FPPU – Majelis Ulama Indonesia (MUI) mengeluarkan fatwa terkait penggunaan hasil investasi setoran awal biaya haji (BIPIH) calon jemaah. Dalam putusan tersebut, dijelaskan bahwa hukum penggunaan hasil investasi setoran awal BIPIH calon jemaah untuk membiayai jemaah lain adalah haram atau tidak diperbolehkan. Fatwa ini dipatenkan dalam Keputusan Ijtima’ Ulama Komisi Fatwa Se-Indonesia VIII Nomor 09/Ijtima’Ulama/VIII/2024 tentang Hukum Memanfaatkan Hasil Investasi Setoran Awal BIPIH Calon Jamaah Haji untuk Membiayai Penyelenggaraan Haji Jamaah Lain.
“Hukum memanfaatkan hasil investasi setoran awal BIPIH calon jamaah haji untuk membiayai penyelenggaraan haji jamaah lain adalah Haram,” kata poin pertama dalam fatwa tersebut. Selain kegiatan pemanfaatan BIPIH, MUI juga menganggap orang yang mengelola dana tersebut berdosa jika menggunakan dana investasi untuk penyelenggaran ibadah haji jemaah lain.

◆ **Data yang Diberikan**
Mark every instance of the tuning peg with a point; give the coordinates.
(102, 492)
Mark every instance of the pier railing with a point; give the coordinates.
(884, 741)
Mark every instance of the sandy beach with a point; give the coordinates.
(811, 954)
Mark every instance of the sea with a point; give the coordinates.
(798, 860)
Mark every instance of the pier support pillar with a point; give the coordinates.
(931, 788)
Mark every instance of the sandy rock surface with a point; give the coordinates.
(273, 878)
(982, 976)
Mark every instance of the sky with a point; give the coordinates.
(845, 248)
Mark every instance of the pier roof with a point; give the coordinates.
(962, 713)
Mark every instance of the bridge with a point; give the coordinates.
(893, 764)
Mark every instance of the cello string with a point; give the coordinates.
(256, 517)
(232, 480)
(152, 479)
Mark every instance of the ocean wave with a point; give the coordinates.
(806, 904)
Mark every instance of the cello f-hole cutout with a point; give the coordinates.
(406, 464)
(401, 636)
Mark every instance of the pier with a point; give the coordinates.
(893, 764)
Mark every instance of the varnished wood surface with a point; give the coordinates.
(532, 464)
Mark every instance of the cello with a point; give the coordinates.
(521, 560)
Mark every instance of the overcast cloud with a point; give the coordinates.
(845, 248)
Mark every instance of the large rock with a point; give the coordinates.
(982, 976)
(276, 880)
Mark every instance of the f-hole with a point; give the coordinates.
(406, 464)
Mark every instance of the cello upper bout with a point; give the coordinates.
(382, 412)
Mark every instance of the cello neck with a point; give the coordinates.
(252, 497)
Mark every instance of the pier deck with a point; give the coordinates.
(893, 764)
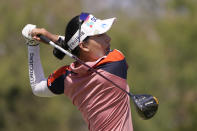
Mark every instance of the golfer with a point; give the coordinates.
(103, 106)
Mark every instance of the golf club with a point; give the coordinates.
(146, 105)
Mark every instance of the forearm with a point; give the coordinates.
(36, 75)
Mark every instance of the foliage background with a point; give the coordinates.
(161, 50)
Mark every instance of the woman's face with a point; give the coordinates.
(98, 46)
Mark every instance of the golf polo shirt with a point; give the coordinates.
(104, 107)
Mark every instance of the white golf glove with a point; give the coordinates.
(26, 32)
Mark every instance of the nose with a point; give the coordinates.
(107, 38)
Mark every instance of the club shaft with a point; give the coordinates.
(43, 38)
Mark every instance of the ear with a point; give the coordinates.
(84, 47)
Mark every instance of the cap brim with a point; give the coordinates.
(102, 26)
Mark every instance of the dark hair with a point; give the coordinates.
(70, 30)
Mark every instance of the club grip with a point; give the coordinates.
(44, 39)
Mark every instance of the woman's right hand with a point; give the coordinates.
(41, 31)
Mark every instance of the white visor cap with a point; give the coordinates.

* * *

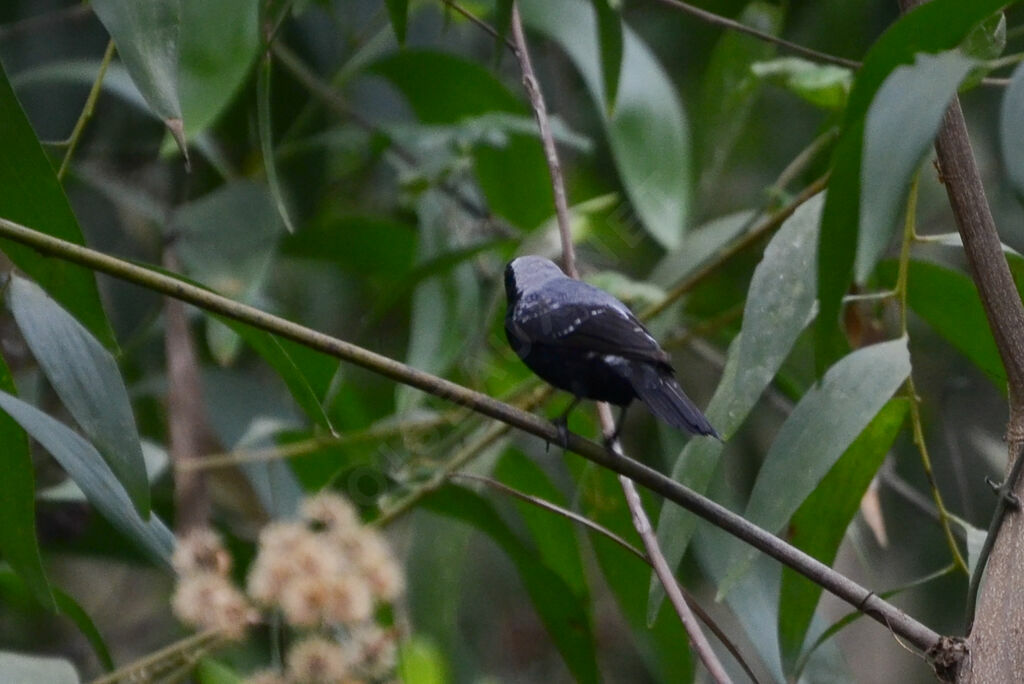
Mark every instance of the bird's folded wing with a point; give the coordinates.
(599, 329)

==

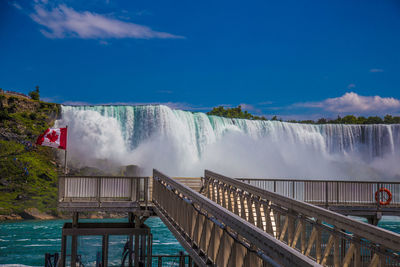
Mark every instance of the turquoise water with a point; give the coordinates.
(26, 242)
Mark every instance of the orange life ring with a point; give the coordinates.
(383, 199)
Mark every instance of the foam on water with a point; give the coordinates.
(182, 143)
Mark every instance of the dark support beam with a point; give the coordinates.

◆ **Yang Dibutuhkan**
Lanjutkan teks tentang fatwa MUI soal hasil investasi setoran awal biaya haji setelah kalimat terakhirnya.

◆ **Jawaban Tertulis**
“Pengelola keuangan haji yang menggunakan hasil investasi dari setoran awal biaya perjalanan ibadah haji (BIPIH) calon jamaah haji untuk membiayai penyelenggaraan ibadah haji jamaah lainnya berdosa,” katanya. Alasan MUI Keluarkan Fatwa MUI mengaku mendapat laporan bila setoran awal biaya perjalanan haji ini tak selalu kembali sepenuhnya ke rekening jemaah.
“Dalam praktiknya, tidak seluruh nilai manfaat hasil investasi dana setoran haji yang dimiliki calon jemaah haji tersebut dikembalikan untuk pemilik dengan memasukkan ke dalam rekening virtual milik masing-masing calon jemaah haji. Ada sejumlah nilai manfaat yang digunakan untuk kebutuhan lainnya,” tutur MUI.
Oleh karena itu, untuk mencegah masalah serius di kemudian hari, MUI membuat larangan agar jemaah yang melakukan investasi tersebut tidak kekurangan saat mendapat haknya. “Dampaknya, ada calon jamaah haji yang haknya terkurangi, dan ada jamaah haji yang tidak menggunakan hak jamaah haji lainnya.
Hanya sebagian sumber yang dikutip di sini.